• 原文摘录:
★ ★ ★ ★ ★
Repeated DNA Sequences

2016-09-10

Problem

All DNA is composed of a series of nucleotides abbreviated as A, C, G, and T, for example: “ACGAATTCCG”. When studying DNA, it is sometimes useful to identify repeated sequences within the DNA.

Write a function to find all the 10-letter-long sequences (substrings) that occur more than once in a DNA molecule.

For example,

Given s = "AAAAACCCCCAAAAACCCCCCAAAAAGGGTTT",

Return:
["AAAAACCCCC", "CCCCCAAAAA"].

Solution

滑动窗口和哈希表的思想很明显，不过直接将子串作为key放入哈希表中会超出内存限制
所以，关键是要减少内存使用量，一个可行的办法如下：

由于A,C,G,T这四个字母的二进制值的最后三位是不一样的，所以他们&111的值也是不同的，也就是说三位二进制就能区分出这四个字母
因为window的长度是10，所以表示长度为10的子串需要30位的长度，int型长度是32位(前两位需要设置为0，可以&3fffffff达到效果)，满足条件
随着窗口移动，左边的退出，右边的加入，我们使用的int数可以每次向左移动三位

public class Solution {
    public List<String> findRepeatedDnaSequences(String s) {
        List<String> ret = new ArrayList<String>();
        int res=0;
        HashMap<Integer,Integer> map = new HashMap<Integer,Integer>();
        for (int i=0; i<s.length(); i++) {
            // 3 bits can indicates one letter. so we total need 30 bits to represent a 10-letter string
            // while int is 32 bits long, so, &0x3FFFFFFF helps set the first 2 bits to 0.
★ ★ ★ ★ ★
• 数据摘录:
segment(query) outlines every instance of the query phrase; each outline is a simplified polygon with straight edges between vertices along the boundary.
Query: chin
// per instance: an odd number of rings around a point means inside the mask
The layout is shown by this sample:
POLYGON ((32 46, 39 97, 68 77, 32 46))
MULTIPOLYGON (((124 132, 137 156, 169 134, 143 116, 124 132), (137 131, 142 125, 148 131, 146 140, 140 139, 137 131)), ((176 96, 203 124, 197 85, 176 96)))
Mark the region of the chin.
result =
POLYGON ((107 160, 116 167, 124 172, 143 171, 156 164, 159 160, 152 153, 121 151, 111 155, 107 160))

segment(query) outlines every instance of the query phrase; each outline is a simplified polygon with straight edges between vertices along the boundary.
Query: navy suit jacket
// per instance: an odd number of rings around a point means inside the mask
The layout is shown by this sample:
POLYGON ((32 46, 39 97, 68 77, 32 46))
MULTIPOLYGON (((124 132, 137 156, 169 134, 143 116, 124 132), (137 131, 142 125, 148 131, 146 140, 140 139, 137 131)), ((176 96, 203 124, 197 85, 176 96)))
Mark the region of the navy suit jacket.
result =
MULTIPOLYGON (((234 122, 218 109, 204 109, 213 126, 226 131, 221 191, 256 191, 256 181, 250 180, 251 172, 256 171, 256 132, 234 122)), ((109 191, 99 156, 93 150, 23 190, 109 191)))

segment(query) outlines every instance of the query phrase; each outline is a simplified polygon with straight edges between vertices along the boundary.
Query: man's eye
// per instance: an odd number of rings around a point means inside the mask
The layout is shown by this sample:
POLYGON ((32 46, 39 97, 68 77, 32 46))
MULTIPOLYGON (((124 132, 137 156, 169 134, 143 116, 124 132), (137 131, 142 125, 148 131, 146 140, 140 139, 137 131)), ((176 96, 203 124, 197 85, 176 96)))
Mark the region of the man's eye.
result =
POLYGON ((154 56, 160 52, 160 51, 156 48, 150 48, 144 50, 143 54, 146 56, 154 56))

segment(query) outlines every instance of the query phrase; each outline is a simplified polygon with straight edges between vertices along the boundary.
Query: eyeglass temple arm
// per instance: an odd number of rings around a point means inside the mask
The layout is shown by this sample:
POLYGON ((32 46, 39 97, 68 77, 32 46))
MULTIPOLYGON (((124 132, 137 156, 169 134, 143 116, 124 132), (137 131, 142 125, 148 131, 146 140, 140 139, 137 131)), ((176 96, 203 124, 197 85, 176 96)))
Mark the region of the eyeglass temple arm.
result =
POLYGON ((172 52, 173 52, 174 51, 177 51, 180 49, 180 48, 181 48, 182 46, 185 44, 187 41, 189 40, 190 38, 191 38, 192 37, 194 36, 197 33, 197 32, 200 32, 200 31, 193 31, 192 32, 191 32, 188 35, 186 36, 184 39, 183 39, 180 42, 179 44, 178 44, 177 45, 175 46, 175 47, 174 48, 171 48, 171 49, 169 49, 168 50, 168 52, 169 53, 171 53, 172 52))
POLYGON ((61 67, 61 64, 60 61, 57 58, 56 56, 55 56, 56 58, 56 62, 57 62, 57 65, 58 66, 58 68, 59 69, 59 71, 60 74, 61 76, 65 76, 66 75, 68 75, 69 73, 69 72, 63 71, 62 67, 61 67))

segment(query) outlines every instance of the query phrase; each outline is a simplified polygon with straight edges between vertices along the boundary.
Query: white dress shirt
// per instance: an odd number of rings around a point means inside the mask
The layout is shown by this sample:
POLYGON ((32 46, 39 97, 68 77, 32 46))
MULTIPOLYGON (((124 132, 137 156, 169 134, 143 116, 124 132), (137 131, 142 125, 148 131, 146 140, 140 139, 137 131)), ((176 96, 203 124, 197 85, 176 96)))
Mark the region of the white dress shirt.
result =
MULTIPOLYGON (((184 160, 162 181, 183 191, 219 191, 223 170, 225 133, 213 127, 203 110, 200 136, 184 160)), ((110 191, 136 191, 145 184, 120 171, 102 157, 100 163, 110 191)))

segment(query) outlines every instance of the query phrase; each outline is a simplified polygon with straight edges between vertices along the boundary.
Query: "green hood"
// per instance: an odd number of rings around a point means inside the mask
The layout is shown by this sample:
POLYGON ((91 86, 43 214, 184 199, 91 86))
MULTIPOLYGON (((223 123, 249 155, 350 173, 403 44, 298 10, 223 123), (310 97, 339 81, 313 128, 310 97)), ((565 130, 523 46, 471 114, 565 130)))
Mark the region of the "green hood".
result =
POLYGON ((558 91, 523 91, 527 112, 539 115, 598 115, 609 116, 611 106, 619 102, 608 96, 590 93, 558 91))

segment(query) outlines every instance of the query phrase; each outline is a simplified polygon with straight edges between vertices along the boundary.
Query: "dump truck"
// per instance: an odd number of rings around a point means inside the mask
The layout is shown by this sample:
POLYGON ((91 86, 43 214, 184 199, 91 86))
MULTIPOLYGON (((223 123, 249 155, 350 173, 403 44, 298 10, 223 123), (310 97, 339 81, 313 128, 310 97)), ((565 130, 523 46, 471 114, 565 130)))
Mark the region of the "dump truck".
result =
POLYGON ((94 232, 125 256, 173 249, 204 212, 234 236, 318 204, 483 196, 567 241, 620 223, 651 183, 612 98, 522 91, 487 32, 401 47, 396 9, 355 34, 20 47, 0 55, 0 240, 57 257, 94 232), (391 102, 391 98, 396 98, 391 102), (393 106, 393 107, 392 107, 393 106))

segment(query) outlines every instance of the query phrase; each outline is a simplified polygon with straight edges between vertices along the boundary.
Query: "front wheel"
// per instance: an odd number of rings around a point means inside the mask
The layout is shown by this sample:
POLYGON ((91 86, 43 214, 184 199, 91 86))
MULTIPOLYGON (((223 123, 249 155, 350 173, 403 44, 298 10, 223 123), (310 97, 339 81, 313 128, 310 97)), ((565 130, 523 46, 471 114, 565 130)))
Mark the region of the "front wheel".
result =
★ ★ ★ ★ ★
• 练习:
请根据原文摘录回答下列问题：
1. 题目要求找出的、在DNA分子中出现不止一次的子串，长度为多少个字母？
2. 若直接将子串作为key放入哈希表，会出现什么问题？
3. 表示一个长度为10的子串共需要多少位？

• 任务解答:
1. 10个字母。
2. 会超出内存限制。
3. 30位。